> [PAGE EXTRACT]:
In Leeds, the council scrapped all six of its community bonfires, saying they’d have run up a bill of more than £200,000. But the defeatist staff of City Hall must have gone to the Kwasi Kwarteng school of economics if they think that’s how much it costs for a big box of fireworks and a few hours’ overtime for staff to marshall visitors. Ms Truss’s predecessor would have rebranded the exercise a “community toasting” and invited families who can’t afford to heat their homes to come and warm themselves on the fire.

Rebranding – this business of finding new ways not to call a spade a spade – is all the rage right now, with a report on the Johnson government’s flagship policy of levelling up the north concluding that the phrase had become toxic and recommending it be renamed “regional rebalancing” – as if that were in any way less ambiguous. The report contained more hot air than an uncancelled bonfire but failed to recognise that it’s not the parlance people don’t trust; it’s the policymakers who spout it.

> [SOURCE INFORMATION]:
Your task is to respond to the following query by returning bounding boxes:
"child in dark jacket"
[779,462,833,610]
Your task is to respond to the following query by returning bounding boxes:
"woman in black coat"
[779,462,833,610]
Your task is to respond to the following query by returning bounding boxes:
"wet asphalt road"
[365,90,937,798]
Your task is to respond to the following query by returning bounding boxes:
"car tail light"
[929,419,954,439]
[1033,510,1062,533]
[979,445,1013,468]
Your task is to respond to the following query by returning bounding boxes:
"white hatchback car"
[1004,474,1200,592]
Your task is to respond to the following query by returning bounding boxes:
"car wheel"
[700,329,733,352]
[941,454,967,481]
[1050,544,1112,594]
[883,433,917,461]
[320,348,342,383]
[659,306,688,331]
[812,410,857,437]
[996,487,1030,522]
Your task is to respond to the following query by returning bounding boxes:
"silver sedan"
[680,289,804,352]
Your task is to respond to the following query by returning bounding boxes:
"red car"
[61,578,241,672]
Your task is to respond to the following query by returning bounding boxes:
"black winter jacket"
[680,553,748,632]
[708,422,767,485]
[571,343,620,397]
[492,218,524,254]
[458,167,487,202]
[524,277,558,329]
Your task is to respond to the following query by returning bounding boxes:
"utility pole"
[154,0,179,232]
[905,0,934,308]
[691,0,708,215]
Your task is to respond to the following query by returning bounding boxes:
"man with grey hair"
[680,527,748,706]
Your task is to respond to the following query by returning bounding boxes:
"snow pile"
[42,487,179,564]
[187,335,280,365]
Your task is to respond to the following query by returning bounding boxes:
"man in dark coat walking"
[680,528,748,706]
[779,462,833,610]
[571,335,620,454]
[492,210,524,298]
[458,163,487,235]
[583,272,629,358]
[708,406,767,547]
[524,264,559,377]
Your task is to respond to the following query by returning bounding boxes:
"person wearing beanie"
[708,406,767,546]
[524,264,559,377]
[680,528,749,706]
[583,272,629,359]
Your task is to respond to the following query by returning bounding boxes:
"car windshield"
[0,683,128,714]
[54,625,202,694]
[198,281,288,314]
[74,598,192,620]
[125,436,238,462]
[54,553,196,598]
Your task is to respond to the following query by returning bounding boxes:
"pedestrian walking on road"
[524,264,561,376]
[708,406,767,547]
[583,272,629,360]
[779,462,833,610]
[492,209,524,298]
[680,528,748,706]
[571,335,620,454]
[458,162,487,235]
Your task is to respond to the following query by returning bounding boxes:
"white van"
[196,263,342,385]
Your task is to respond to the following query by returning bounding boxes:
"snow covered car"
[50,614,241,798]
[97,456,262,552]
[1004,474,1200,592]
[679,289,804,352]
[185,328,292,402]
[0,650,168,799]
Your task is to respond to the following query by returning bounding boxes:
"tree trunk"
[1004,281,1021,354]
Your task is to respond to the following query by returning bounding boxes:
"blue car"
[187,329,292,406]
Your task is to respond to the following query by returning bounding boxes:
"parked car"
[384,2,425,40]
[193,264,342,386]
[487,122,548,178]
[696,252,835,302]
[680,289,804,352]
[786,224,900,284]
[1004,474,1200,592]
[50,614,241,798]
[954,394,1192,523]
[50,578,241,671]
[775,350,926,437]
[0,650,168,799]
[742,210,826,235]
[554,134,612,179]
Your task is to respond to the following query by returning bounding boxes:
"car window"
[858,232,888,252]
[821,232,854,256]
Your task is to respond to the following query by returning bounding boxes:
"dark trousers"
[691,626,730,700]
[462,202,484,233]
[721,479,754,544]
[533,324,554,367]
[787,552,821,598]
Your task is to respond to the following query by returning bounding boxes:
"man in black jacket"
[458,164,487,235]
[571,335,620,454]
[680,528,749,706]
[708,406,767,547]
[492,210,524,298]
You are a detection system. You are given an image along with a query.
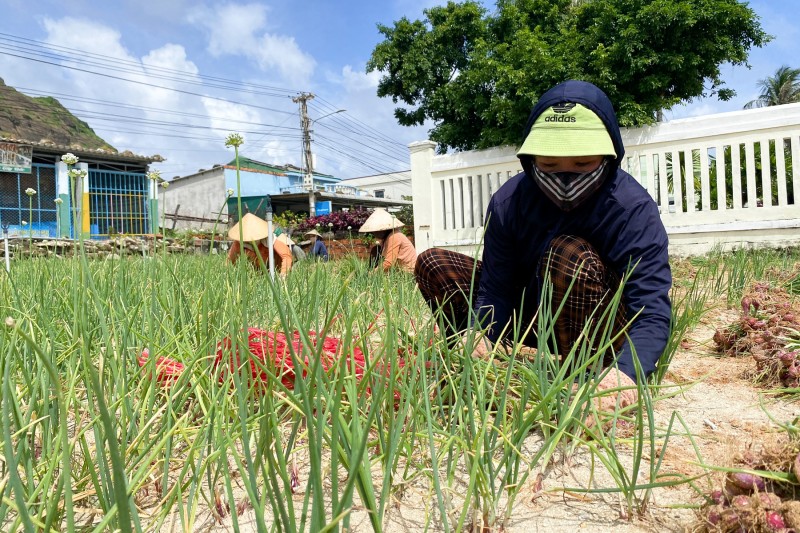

> [EXERCISES TO COMPLETE]:
[1] Please rewrite the paragraph of the commentary on canceled bonfires that begins "In Leeds, the council scrapped" in a shorter form, keeping its main facts.
[2] Reproduce the part of the commentary on canceled bonfires between "In Leeds, the" and "on the fire.", inclusive.
[3] Carry on the commentary on canceled bonfires, starting after its final sentence.

> [EXPECTED RESPONSES]:
[1] Leeds council canceled all six of its community bonfires, saying they would have cost more than £200,000. The writer mocks that figure as bad economics for a big box of fireworks and a few hours' overtime for staff to marshal visitors. The writer also jokes that Ms Truss's predecessor would have rebranded the event a "community toasting" and invited families who can't afford to heat their homes to warm themselves at the fire.

[2]
In Leeds, the council scrapped all six of its community bonfires, saying they’d have run up a bill of more than £200,000. But the defeatist staff of City Hall must have gone to the Kwasi Kwarteng school of economics if they think that’s how much it costs for a big box of fireworks and a few hours’ overtime for staff to marshall visitors. Ms Truss’s predecessor would have rebranded the exercise a “community toasting” and invited families who can’t afford to heat their homes to come and warm themselves on the fire.

[3]
On the railways, where mistrust is as ingrained as the dirt in the seats, it was also a bad week. The mayor of West Yorkshire was among those sounding off at wholesale cancellations by TransPennine Express, who in turn blamed Covid, staff sickness and a training backlog for “unprecedented pressure” on its ability to “operate a consistent service”. As explanations go, this was as hollow as the pit in which the PM buried herself – they never ran a consistent service in the first place. All Covid did was to give them another excuse not to. The timetable now is so academic that it’s hard to tell if they’re even on strike or not.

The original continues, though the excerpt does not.